> INSTRUCTIONS TO FOLLOW
Continue the forum thread about MinGW's deterministic std::random_device from its last sentence.

It gets AC. Do you know why?

I also got WA because of this. Apparently the MinGW implementation of

`std::random_device`

is deterministic, see https://sourceforge.net/p/mingw-w64/bugs/338/.If problem authors prepared a test to kill this solution, it's really unfortunate and not fair in my opinion. Should we appeal to judges?

It's working after compilation with Clang++17 Diagnostics

Wow that's really unfortunate for us. I don't think problemsetters made that testcase, it was probably added to systests after someone used it in a hack, so I'm not sure if we can appeal the judgement.

Because of this problem I have added

`mt19937 rng((int) std::chrono::steady_clock::now().time_since_epoch().count());`

to my template and will only use that from now on...No, you can't appeal judgements just because you don't like them. If your worst case isn't going to pass, it's on you to make sure that it isn't realistically possible for anyone to be able to break your code even if they are boundlessly clever. In java, for example, calling Arrays.sort() on an array of primitives will get you TLE on pretty much every contest because people will provide the worst case n^2 case to it in hacks, even though this would NEVER happen in the real world and isn't the sort of thing that is at all possible to make unless you reverse engineer Java's implementation of dual-pivot quicksort just to break it.

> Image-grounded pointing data
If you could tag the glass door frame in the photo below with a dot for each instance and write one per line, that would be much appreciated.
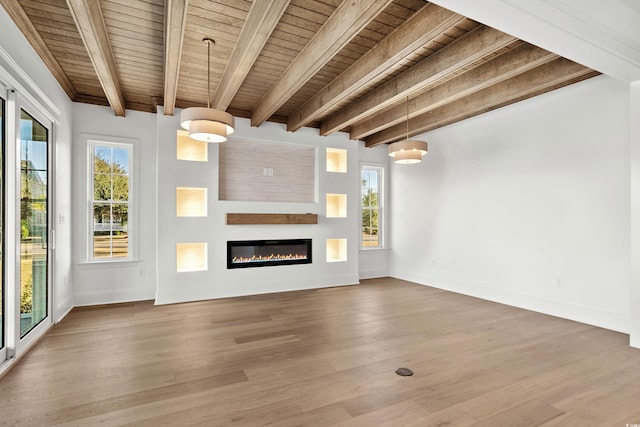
(4, 283)
(15, 142)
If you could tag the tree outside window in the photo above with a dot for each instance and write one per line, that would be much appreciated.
(371, 207)
(111, 188)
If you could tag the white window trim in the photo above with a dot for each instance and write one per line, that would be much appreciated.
(382, 224)
(132, 146)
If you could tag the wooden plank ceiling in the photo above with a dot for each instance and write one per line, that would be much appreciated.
(356, 66)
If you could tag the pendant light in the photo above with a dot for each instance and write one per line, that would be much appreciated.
(408, 151)
(207, 124)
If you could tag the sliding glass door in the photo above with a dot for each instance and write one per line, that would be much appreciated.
(34, 224)
(3, 299)
(25, 205)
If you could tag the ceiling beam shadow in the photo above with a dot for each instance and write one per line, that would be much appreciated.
(89, 20)
(461, 53)
(344, 24)
(549, 76)
(175, 18)
(424, 26)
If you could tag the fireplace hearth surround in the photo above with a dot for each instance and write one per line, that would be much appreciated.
(264, 253)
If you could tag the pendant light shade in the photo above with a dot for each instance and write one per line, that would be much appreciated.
(207, 124)
(189, 115)
(408, 151)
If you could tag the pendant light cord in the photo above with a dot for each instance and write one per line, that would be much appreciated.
(407, 118)
(209, 41)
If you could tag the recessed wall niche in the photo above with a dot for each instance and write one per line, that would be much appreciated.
(336, 160)
(190, 149)
(191, 202)
(336, 205)
(191, 257)
(267, 172)
(336, 250)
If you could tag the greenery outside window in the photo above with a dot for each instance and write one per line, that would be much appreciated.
(372, 213)
(110, 196)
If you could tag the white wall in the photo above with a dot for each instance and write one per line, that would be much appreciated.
(42, 87)
(375, 262)
(102, 283)
(526, 205)
(634, 119)
(217, 281)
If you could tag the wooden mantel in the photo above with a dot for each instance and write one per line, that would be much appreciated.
(246, 218)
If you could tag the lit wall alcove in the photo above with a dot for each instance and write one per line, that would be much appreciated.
(258, 170)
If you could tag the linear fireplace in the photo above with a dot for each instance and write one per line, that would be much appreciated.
(263, 253)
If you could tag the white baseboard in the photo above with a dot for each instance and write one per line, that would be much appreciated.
(589, 316)
(113, 297)
(210, 292)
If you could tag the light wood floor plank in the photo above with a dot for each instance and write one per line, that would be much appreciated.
(324, 357)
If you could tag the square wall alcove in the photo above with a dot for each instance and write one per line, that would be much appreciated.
(191, 202)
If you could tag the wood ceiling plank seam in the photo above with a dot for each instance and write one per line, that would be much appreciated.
(156, 8)
(259, 25)
(489, 73)
(28, 29)
(541, 78)
(335, 33)
(50, 18)
(212, 24)
(463, 51)
(132, 28)
(388, 52)
(294, 24)
(289, 31)
(154, 11)
(307, 10)
(129, 36)
(46, 26)
(129, 55)
(219, 5)
(88, 17)
(64, 46)
(37, 5)
(62, 38)
(296, 41)
(149, 19)
(212, 9)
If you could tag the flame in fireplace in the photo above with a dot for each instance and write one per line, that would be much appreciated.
(268, 258)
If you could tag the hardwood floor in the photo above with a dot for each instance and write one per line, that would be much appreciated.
(325, 358)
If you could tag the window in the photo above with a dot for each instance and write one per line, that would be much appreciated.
(110, 196)
(372, 207)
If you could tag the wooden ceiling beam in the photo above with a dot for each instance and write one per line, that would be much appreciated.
(549, 76)
(22, 21)
(511, 63)
(461, 53)
(175, 19)
(424, 26)
(262, 19)
(345, 23)
(88, 17)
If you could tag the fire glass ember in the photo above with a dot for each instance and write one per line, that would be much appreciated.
(262, 253)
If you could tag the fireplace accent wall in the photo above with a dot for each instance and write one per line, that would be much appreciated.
(264, 253)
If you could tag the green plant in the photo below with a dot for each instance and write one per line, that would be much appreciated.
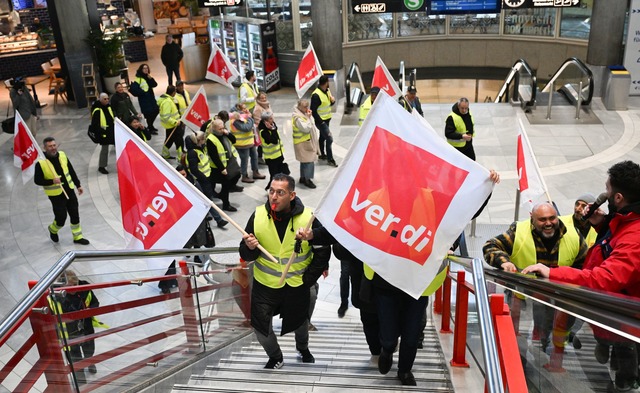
(108, 51)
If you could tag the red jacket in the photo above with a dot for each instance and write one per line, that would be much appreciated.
(619, 272)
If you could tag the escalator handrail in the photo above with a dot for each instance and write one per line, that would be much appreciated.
(585, 70)
(520, 63)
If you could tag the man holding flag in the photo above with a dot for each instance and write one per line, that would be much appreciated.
(59, 180)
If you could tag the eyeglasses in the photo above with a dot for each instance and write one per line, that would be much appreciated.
(279, 193)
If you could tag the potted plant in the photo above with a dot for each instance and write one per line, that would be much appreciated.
(109, 55)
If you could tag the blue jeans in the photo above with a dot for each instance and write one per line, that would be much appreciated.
(244, 160)
(325, 136)
(399, 315)
(307, 170)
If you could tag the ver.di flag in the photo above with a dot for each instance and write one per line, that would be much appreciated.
(309, 71)
(160, 208)
(26, 151)
(382, 78)
(530, 181)
(402, 196)
(220, 69)
(197, 112)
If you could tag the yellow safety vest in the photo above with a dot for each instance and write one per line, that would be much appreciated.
(435, 283)
(243, 139)
(183, 102)
(250, 94)
(568, 222)
(169, 115)
(268, 272)
(273, 150)
(461, 129)
(324, 110)
(204, 162)
(298, 136)
(524, 248)
(364, 110)
(49, 174)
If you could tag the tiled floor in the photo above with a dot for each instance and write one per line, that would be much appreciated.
(574, 160)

> TASK ANSWER
I didn't appeal it at all. Anyway, if you had read before posting your condescending comment, you would realize that this is a bug in the C++ compiler that CF uses: https://sourceforge.net/p/mingw-w64/bugs/338/. This does not comply with the C++ standard. The same code would pass in MSVC or any other compiler. So yeah, even if I did appeal, I'm not "appealing a judgement because I don't like it".

Could someone give me some evidences about how to do "work out a bit math of perfectly random shuffles"? It puzzled me.

Go through this.

Thanks a lot.

Hi, my question is related with Treaps, as they need random numbers.

I was trying to solve this problem: C2. Exam in BerSU (hard version), but during the contest I made this solution with Treap: My code and i got TLE.

Then I read the problem again and I solved it based on the limit for the time t_i

And after the contest I asked if somebody had solve this problem with treap and the answer was yes and this is the code Solution with treap

Now, I am asking to myself if my code doesn't work because of the way I use the random number generator (maybe the treap is unbalanced or i don't know) or my implementation of the treap is wrong.

I have no idea why my solution doesn't work

Any help will be appreciate. Thanks in advance and please feel free to asked about any part of my code. Here is the discussion after the contest: Here

How to generate random numbers between a specified range(say 1 to 25) without repetition?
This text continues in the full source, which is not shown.